── Record excerpts ──

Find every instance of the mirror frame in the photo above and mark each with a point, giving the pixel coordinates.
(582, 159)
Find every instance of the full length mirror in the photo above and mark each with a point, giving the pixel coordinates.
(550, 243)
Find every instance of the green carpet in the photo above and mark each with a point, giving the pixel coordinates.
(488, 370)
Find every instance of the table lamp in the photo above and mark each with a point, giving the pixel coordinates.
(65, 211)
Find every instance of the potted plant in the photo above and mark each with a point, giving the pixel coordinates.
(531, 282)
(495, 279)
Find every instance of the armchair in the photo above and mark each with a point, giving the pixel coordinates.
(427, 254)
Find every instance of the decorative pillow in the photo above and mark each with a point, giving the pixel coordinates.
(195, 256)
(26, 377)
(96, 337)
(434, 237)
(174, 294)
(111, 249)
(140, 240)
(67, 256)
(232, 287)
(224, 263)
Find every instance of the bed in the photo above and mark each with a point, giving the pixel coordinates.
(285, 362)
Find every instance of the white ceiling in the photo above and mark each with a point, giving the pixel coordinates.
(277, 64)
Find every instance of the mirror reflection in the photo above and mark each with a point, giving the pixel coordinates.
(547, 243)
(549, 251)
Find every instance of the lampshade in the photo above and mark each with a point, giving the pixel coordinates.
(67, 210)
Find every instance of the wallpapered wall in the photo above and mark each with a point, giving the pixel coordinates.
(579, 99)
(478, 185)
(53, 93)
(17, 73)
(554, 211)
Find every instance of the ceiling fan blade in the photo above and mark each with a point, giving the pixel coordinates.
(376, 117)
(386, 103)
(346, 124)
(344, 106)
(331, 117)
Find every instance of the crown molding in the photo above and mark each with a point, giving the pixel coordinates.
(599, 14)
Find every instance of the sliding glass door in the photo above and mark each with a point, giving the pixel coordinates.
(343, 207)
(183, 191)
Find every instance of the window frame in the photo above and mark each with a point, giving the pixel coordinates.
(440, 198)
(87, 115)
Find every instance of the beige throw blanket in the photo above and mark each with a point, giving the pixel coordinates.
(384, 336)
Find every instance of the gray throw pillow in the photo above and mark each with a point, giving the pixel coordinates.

───

Exercise directions: Can you transcribe every one of the entries above word for word, without changing or leaving out anything?

Output:
Find every instance of the mirror frame in the photo above and mark each with a point, giving the pixel coordinates.
(582, 159)
Find every instance of the full length mirror in the photo above and mark each with a point, giving the pixel coordinates.
(550, 243)
Find every instance of the green carpet in the photo above and mark each with a point, giving the pixel coordinates.
(488, 370)
Find every instance of the table lamp in the photo above and mark each with a point, giving the pixel coordinates.
(65, 211)
Find every instance of the potted plant in the photo above and mark each with a point, giving the pixel coordinates.
(531, 282)
(495, 279)
Find every instance of the armchair in the photo above and mark each with a point, giving the pixel coordinates.
(427, 254)
Find every instance of the decorative pillow in the photo above and mark each with a point, giving the pixel coordinates.
(195, 256)
(26, 377)
(96, 337)
(434, 237)
(174, 294)
(111, 249)
(140, 240)
(67, 256)
(232, 287)
(224, 263)
Find every instance of the bed in the photo above and mark each with a point, giving the pixel coordinates.
(285, 362)
Find every instance of the white ceiling in the photo above and mark each with a point, giving the pixel coordinates.
(277, 64)
Find every instance of the mirror reflection in the photo above and mark each with a point, giving the pixel coordinates.
(547, 243)
(549, 251)
Find every instance of the lampshade in the photo above and mark each with a point, giving the pixel coordinates.
(67, 210)
Find every instance of the wallpapered wall in the photo above and mark each with a point, giving the pixel coordinates.
(579, 99)
(478, 185)
(53, 93)
(17, 73)
(554, 211)
Find every instance of the ceiling fan blade in the photo above and mark each with a point, giving the pixel coordinates.
(376, 117)
(386, 103)
(346, 124)
(344, 106)
(331, 117)
Find every instance of the crown molding in the photo above and mark each with a point, giving the pixel coordinates.
(599, 14)
Find every instance of the sliding glass door in the photo above and mark each with a point, giving the pixel coordinates.
(343, 207)
(183, 191)
Find every instance of the window frame in the photo above and mark each with a point, giving the pixel coordinates.
(440, 198)
(87, 115)
Find every instance of the beige throw blanket in the photo above and mark each with a point, giving the pixel coordinates.
(384, 336)
Find every instance of the gray throw pillow in the photo above and mark each with a point, giving the pixel coordinates.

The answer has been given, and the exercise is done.